#### What you should do
Recast the lines below as a numbered list, starting at the line that contains "Q: Point to the large" and ending after the line that contains "x=209, y=513". Leave out any blank lines.

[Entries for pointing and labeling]
★ ★ ★

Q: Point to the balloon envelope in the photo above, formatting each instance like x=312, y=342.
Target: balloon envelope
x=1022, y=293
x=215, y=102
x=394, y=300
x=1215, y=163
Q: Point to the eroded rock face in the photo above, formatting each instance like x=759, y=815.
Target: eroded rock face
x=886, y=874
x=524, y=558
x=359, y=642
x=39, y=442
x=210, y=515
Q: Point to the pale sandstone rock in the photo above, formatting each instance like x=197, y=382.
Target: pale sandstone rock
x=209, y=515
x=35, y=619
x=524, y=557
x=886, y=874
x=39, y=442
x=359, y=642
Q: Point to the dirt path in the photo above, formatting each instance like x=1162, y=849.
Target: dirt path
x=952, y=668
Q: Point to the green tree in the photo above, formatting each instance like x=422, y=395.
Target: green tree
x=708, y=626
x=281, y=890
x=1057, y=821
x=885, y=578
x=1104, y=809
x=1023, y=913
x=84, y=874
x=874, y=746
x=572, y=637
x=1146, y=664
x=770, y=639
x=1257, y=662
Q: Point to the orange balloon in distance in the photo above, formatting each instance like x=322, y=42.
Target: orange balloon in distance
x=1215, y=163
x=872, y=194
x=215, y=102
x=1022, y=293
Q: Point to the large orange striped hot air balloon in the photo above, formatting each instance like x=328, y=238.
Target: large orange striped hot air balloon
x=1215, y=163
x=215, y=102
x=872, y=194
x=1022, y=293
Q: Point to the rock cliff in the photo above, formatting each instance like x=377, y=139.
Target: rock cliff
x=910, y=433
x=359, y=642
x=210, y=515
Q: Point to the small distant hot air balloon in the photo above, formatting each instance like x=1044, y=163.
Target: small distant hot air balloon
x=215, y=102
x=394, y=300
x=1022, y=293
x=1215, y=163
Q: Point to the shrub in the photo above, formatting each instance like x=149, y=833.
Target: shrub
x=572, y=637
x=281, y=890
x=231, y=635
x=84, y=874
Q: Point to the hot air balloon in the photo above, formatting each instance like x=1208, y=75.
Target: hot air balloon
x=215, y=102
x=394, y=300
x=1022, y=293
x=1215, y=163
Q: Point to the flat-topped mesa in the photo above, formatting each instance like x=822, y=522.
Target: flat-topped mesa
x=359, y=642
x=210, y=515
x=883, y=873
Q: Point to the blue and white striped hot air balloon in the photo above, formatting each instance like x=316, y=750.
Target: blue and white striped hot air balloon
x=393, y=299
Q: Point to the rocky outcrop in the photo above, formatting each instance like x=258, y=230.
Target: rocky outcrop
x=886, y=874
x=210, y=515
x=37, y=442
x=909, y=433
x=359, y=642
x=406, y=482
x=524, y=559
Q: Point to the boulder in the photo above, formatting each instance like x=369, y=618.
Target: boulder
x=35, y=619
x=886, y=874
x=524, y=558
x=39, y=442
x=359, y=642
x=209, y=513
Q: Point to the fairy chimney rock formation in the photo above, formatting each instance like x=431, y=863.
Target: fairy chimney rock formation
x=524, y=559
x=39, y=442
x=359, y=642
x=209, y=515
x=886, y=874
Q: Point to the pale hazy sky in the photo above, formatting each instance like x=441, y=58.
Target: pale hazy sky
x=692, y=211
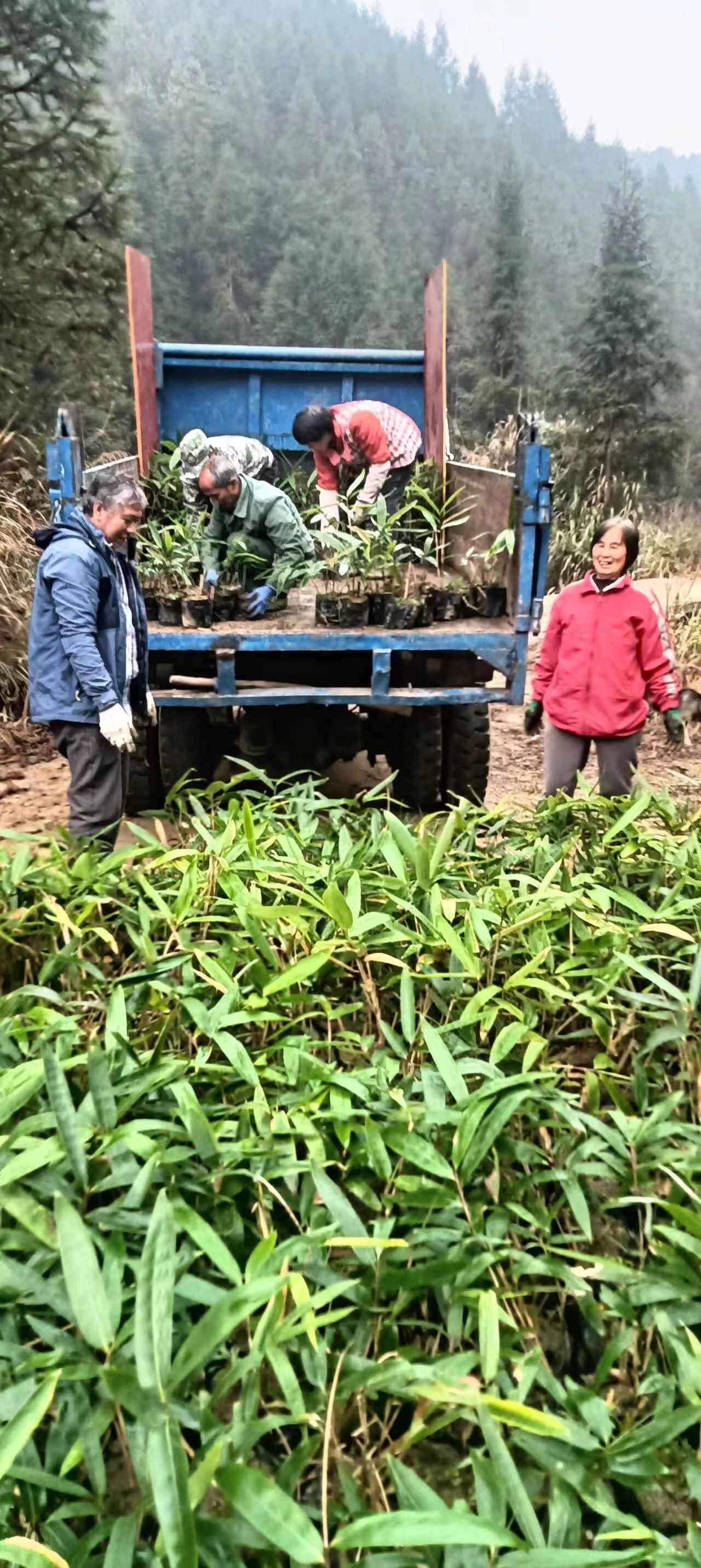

★ ★ ★

#### Solution to this task
1. Q: Point to the large orange striped hot air balloon in the photo above, formatting each instance like x=328, y=238.
2. Target: large orange striped hot air balloon
3. x=1215, y=163
4. x=215, y=102
5. x=872, y=194
6. x=1022, y=293
7. Q: Point to the rock cliff in the photo above, formatting each instance like x=377, y=139.
8. Target: rock cliff
9. x=910, y=433
10. x=359, y=642
11. x=210, y=515
12. Q: Point to the small distant hot air balloon in the photo above, formatting each instance like x=1044, y=163.
13. Target: small distant hot air balloon
14. x=215, y=102
15. x=394, y=300
16. x=1022, y=293
17. x=1215, y=163
18. Q: Point to the shrub in the photo above, formatting each instance like x=149, y=833.
19. Target: shrub
20. x=572, y=637
21. x=281, y=890
22. x=231, y=635
23. x=84, y=874
24. Q: Point to the hot air balloon in the photo above, formatting each instance like x=1208, y=75.
25. Target: hot air balloon
26. x=215, y=102
27. x=394, y=300
28. x=1022, y=293
29. x=1215, y=163
30. Q: Point to the flat-topped mesa in the photo above, formatting each instance like x=822, y=522.
31. Target: flat-topped mesa
32. x=359, y=642
33. x=210, y=515
34. x=883, y=873
35. Q: Point to the blue and white striped hot air balloon in the photo above, formatting each instance like x=316, y=750.
36. Target: blue and white striped hot air balloon
37. x=393, y=299
38. Q: Point to the rocky outcrop in the photo above, formatting each instance like x=258, y=230.
39. Target: rocky outcrop
40. x=886, y=874
41. x=210, y=515
42. x=37, y=442
43. x=909, y=433
44. x=359, y=642
45. x=406, y=482
46. x=524, y=559
47. Q: Point to the boulder in the photo above, formatting each instance like x=369, y=618.
48. Target: boulder
49. x=35, y=619
50. x=886, y=874
51. x=524, y=558
52. x=39, y=442
53. x=359, y=642
54. x=209, y=513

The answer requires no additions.